→ ENTRIES PROVIDED:
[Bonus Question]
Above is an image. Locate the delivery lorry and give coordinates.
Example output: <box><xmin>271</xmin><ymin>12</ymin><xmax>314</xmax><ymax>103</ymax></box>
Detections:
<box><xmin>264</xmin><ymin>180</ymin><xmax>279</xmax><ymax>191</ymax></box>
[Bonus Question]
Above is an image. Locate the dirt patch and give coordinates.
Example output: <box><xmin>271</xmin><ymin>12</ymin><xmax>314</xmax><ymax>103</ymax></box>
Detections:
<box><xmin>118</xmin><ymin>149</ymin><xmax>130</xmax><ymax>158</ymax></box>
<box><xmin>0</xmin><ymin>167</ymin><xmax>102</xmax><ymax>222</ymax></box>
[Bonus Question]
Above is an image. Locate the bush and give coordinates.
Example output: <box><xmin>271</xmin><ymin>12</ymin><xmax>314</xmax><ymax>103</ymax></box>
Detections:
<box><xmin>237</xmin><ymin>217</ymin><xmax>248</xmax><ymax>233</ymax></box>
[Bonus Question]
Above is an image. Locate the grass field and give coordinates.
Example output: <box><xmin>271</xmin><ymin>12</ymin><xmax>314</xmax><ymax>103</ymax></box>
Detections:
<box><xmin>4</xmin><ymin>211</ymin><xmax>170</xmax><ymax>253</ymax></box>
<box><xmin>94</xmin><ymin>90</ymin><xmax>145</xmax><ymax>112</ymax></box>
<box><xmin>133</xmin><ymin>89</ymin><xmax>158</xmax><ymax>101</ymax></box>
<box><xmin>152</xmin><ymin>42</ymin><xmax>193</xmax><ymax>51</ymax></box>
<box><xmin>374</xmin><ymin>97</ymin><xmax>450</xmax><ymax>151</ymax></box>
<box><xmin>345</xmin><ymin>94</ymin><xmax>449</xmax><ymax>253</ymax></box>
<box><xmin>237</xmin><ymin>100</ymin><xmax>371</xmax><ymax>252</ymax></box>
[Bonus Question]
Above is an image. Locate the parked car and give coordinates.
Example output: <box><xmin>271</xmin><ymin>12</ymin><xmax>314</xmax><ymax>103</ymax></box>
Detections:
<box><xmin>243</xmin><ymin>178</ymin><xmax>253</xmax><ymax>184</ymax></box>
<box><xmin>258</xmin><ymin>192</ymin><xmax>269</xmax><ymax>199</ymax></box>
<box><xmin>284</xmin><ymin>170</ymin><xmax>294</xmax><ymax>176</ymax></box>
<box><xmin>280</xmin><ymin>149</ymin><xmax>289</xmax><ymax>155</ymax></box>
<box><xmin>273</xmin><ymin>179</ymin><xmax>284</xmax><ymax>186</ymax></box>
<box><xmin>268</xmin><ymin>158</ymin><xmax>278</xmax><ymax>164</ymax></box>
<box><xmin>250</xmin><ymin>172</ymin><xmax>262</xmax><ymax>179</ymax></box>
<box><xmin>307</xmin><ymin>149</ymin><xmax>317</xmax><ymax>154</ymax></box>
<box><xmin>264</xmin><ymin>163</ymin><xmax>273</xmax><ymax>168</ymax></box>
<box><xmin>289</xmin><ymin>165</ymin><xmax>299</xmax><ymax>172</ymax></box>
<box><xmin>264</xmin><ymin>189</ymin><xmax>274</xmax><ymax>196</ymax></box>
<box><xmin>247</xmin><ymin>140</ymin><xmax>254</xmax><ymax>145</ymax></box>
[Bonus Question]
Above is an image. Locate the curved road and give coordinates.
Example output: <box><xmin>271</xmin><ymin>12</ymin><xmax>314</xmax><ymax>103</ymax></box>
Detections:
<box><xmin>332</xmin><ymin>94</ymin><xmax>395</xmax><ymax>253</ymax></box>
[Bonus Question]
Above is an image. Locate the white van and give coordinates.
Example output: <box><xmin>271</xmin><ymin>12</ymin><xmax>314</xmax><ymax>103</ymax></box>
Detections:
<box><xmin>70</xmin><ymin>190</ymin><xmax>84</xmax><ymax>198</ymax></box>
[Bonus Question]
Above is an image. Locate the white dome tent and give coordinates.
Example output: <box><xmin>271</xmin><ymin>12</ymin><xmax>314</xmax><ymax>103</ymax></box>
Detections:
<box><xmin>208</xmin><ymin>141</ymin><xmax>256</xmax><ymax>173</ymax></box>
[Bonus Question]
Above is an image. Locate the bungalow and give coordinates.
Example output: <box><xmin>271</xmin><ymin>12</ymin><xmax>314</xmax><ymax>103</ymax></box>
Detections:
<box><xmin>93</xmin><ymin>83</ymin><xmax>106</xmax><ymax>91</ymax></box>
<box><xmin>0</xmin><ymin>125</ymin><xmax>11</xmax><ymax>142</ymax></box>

---

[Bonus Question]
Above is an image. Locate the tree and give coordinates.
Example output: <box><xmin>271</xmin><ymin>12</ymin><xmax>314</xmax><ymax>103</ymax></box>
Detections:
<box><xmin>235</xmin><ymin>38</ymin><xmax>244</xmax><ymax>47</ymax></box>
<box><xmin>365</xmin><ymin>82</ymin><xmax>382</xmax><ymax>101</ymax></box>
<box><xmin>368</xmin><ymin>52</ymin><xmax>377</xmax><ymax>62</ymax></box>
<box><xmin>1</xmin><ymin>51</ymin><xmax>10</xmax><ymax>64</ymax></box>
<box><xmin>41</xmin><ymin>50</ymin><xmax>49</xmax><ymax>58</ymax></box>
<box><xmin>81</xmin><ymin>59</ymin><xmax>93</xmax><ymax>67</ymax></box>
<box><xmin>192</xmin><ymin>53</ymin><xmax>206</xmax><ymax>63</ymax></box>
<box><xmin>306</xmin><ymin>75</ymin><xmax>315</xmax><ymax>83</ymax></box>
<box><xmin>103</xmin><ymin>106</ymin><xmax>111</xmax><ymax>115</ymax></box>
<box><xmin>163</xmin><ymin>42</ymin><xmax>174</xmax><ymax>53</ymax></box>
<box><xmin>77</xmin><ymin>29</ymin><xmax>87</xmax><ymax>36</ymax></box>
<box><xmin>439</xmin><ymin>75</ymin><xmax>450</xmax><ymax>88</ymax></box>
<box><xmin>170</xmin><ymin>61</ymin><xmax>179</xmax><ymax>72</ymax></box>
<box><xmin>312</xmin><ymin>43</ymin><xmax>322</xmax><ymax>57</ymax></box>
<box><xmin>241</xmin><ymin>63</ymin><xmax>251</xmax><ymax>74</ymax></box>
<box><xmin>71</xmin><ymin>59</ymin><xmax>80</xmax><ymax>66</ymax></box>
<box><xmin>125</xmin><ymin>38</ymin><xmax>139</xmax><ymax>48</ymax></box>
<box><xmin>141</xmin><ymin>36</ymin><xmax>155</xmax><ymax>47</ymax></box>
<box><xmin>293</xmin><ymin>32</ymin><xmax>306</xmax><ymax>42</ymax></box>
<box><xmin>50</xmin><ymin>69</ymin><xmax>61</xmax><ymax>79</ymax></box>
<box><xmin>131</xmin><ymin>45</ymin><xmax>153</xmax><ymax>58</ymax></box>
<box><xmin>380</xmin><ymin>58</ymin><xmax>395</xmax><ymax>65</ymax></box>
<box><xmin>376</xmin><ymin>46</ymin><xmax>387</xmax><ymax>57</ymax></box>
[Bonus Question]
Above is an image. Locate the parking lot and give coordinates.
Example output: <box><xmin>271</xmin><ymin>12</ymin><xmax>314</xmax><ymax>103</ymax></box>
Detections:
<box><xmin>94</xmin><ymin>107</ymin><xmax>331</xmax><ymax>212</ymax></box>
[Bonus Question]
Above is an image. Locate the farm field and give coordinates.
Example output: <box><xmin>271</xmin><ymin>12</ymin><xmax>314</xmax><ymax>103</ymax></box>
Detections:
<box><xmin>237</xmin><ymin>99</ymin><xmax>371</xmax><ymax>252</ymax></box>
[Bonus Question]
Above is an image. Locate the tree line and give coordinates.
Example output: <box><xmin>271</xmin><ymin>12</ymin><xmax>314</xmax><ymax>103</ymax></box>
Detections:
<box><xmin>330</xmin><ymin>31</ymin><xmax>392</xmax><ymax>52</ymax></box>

→ WHAT THE EXERCISE ASKS: Copy out each line of the data that holds the string "tree".

→ RESPONSE FOR THIS EXERCISE:
Above is an image. Locate the tree and give coordinates.
Above is an image. Locate the tree line and give coordinates.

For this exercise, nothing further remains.